§ About this task
Reproduce the entries below in full and without error.

*** Opening of Material for this exercise ***

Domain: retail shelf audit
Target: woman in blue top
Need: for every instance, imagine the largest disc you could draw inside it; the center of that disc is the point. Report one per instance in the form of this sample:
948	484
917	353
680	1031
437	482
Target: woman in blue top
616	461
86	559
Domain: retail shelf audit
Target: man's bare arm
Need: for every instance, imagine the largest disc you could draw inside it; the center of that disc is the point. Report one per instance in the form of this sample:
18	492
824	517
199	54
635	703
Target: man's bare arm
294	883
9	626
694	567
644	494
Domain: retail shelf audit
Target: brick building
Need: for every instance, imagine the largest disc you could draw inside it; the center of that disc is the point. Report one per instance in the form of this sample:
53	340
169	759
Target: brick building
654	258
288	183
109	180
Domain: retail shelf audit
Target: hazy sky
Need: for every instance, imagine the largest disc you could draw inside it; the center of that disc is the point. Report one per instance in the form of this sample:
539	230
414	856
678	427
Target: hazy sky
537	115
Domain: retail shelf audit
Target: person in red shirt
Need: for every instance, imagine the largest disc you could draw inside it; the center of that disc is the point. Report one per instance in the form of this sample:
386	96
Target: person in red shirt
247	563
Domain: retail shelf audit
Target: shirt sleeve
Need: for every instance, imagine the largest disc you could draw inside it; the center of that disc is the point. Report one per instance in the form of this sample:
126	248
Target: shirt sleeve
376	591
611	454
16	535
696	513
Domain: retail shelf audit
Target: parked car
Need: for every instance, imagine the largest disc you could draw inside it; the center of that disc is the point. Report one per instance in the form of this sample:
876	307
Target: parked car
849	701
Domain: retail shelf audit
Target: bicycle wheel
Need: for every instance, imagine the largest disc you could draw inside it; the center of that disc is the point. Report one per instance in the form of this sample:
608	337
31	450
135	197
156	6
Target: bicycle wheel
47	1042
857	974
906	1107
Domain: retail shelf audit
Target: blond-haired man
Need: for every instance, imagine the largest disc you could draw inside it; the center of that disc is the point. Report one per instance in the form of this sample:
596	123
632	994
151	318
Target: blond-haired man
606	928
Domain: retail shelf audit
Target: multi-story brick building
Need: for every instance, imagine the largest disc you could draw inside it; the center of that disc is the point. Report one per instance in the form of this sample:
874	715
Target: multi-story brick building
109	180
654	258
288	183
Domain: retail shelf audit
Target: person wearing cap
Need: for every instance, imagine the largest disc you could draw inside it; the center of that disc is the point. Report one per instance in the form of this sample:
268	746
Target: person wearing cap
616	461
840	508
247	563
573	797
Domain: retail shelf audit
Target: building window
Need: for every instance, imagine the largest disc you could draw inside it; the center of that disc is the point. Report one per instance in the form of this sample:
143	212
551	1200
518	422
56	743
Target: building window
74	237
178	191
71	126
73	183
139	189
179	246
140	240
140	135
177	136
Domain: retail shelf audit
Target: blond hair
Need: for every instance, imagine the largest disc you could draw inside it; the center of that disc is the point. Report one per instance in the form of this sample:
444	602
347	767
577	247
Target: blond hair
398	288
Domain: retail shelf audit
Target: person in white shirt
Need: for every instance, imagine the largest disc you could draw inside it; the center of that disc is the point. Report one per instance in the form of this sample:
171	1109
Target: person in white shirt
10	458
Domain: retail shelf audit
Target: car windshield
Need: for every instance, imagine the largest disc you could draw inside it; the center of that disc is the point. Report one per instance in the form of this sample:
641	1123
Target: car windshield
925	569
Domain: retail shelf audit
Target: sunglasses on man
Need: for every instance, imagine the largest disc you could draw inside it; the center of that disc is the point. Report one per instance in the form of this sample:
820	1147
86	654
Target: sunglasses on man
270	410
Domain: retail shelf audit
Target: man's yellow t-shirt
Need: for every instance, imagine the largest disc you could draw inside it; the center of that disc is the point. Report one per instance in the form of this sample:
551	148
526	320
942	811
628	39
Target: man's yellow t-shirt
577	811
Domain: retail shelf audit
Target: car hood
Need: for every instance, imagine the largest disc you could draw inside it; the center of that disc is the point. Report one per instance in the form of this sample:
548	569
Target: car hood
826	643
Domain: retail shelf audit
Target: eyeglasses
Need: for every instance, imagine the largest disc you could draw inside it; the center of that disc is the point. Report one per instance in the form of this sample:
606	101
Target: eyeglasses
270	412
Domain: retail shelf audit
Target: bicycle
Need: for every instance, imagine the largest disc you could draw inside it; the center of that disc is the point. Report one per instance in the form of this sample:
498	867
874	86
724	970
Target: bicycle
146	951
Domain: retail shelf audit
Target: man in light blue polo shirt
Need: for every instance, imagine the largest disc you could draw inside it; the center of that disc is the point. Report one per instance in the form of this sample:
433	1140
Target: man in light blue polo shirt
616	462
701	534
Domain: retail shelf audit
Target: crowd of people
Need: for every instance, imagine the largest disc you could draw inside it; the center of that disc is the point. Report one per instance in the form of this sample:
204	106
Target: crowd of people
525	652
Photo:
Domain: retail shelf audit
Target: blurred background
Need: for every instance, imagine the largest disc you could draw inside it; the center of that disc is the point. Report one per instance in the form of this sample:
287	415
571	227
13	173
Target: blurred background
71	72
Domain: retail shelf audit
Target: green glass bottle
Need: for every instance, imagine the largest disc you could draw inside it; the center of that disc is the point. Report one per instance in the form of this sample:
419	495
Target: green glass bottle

*** Close of Material for this exercise ***

§ Response for this exercise
Domain: retail shelf audit
Target: woman in blue top
Need: for every instance, imagine the largest disc you could draw inside it; the center of that disc is the point. Report one per instance in the form of this sample:
948	484
917	353
680	1031
437	482
Target: woman in blue top
616	461
86	559
Domain: retail shelf audit
Target: man's bare arm
Need: for every instance, imagine the largest disc you could draw inside it; the center of that disc is the point. Report one per instance in the form of this sample:
18	492
824	517
199	54
635	703
Target: man's bare arm
294	883
9	626
694	567
644	494
Domain: retail shelf audit
Target: brick building
Need: for every instance, imagine the largest disc you could draw inside it; the center of that disc is the point. Report one per instance in the form of this sample:
53	340
169	759
Target: brick building
654	258
288	183
109	180
Domain: retail shelf audit
Target: hazy sky
Need: for every instance, imagine the largest disc you could draw inside it; the center of that disc is the point. Report one per instance in the form of this sample:
539	230
414	856
678	427
Target: hazy sky
537	115
Domain: retail shelf audit
Target: person in red shirt
Need: for every instance, imagine the largest disc you could draw inside it; the center of that disc is the point. Report one per instance in the form of this sample:
386	96
Target: person in red shirt
247	563
Domain: retail shelf audit
Target: shirt sleeve
Need: for every instance, imagine the largest disc you could draw inside it; the center of that disc is the point. Report one per instance in the form of this sample:
126	248
Target: shirt sleeve
376	591
611	454
16	535
696	513
Domain: retail shelf audit
Target: parked car
Need: for every instance, imagine the largest disc you could draw inside it; the center of that disc is the point. Report one per instance in the form of this sample:
876	307
Target: parked car
849	701
Domain: retail shelf audit
Target: bicycle wheel
Need: for every instance, imagine the largest disc you could draw inside it; the center of that disc is the point. Report one per instance in the form of this sample:
608	337
31	450
135	197
156	6
Target: bicycle wheel
47	1042
857	974
906	1107
Domain: retail shelf audit
Target: blond-haired man
Need: for every instance, imagine the largest disc you could draw inside it; the center of that disc is the point. Report one per instance in the form of this sample:
596	123
632	994
151	318
Target: blond-haired man
606	928
Domain: retail shelf audit
Target: multi-story brick building
Need: for every instance, imagine the largest disc you could draw inside it; the center of that disc is the point. Report one per instance in the form of this sample:
874	715
Target: multi-story brick building
109	180
654	258
288	183
Domain: retail shelf audit
Target: person wearing cap
Need: for every instance, imagine the largest disc you could draw inside it; the center of that disc is the point. Report one per instance in the form of this sample:
268	746
Target: person wearing cap
616	461
840	508
247	563
573	797
Domain: retail shelf audit
Target: building window
Need: for every instance, imagine the largest disc you could draw inside it; the center of that disc is the point. Report one per instance in the form of this sample:
143	212
551	1200
518	422
56	743
Target: building window
74	237
178	191
71	126
73	183
139	189
179	246
140	240
140	135
177	136
Domain: retail shelf audit
Target: blond hair
Need: for every instance, imagine the largest disc you could draw inside it; the center of that disc is the point. Report one per instance in the form of this sample:
444	602
347	767
577	247
Target: blond hair
398	288
Domain: retail shelf audit
Target: person in white shirt
Need: for every instance, imagine the largest disc you could draw inside it; the center of that disc is the point. Report one per instance in the form of this sample:
171	1109
Target: person in white shirt
10	458
Domain: retail shelf audit
Target: car windshield
Need: for every instance, imagine the largest disc you could draw inside it; the center of that disc is the point. Report one per instance in the form of this sample:
641	1123
Target: car windshield
925	569
Domain: retail shelf audit
Target: sunglasses on man
Need: for every instance, imagine the largest disc you could draw inside it; the center of that disc is the point. Report one per instance in the form of this sample:
820	1147
86	654
Target: sunglasses on man
270	410
Domain: retail shelf audit
Target: man's yellow t-shirt
Need: for every instance, imagine the largest disc you could draw inside it; the center of that disc is the point. Report one per instance in the form of this sample:
551	148
526	320
942	811
628	39
Target: man's yellow t-shirt
577	811
Domain: retail shelf audit
Target: car hood
Need: for every instance, imagine the largest disc you could draw inside it; the center of that disc is the point. Report one per instance in the form of this sample:
548	569
Target: car hood
826	643
Domain: retail shelf audit
Target: eyeglasses
Need: for every instance, imagine the largest disc you could draw inside it; the center of that disc is the point. Report one per instance in the form of this sample:
606	101
Target: eyeglasses
270	412
Domain: retail shelf audit
Target: bicycle
Need: for every instance, imagine the largest disc you could draw inside it; the center of that disc is the point. Report one per instance in the form of this sample:
498	867
874	86
724	970
Target: bicycle
146	951
Domain: retail shelf audit
Target: man in light blue polo shirt
Need: for every instance, imagine the largest disc you could draw inside it; the center of that disc is the point. Report one per instance in the form of this sample:
433	1140
Target: man in light blue polo shirt
616	462
701	534
Domain: retail shelf audit
Target: crowd of people
Need: for every instance, imagine the largest disc you could draw inside it; the center of that disc is the point. Report one per instance in the form of this sample:
204	106
Target: crowd of people
525	652
Photo:
Domain: retail shelf audit
Target: blurred background
Need: for every instance, imagine the largest disc you could draw inside it; the center of that disc is the point. Report one per instance in the form of this sample:
287	415
571	227
13	173
Target: blurred background
71	72
Domain: retail shelf audit
Target: green glass bottle
Need: for every instance, imagine the largest disc you could draw inside it; the center of that disc is the point. Report one per instance in the form of this sample:
419	495
Target: green glass bottle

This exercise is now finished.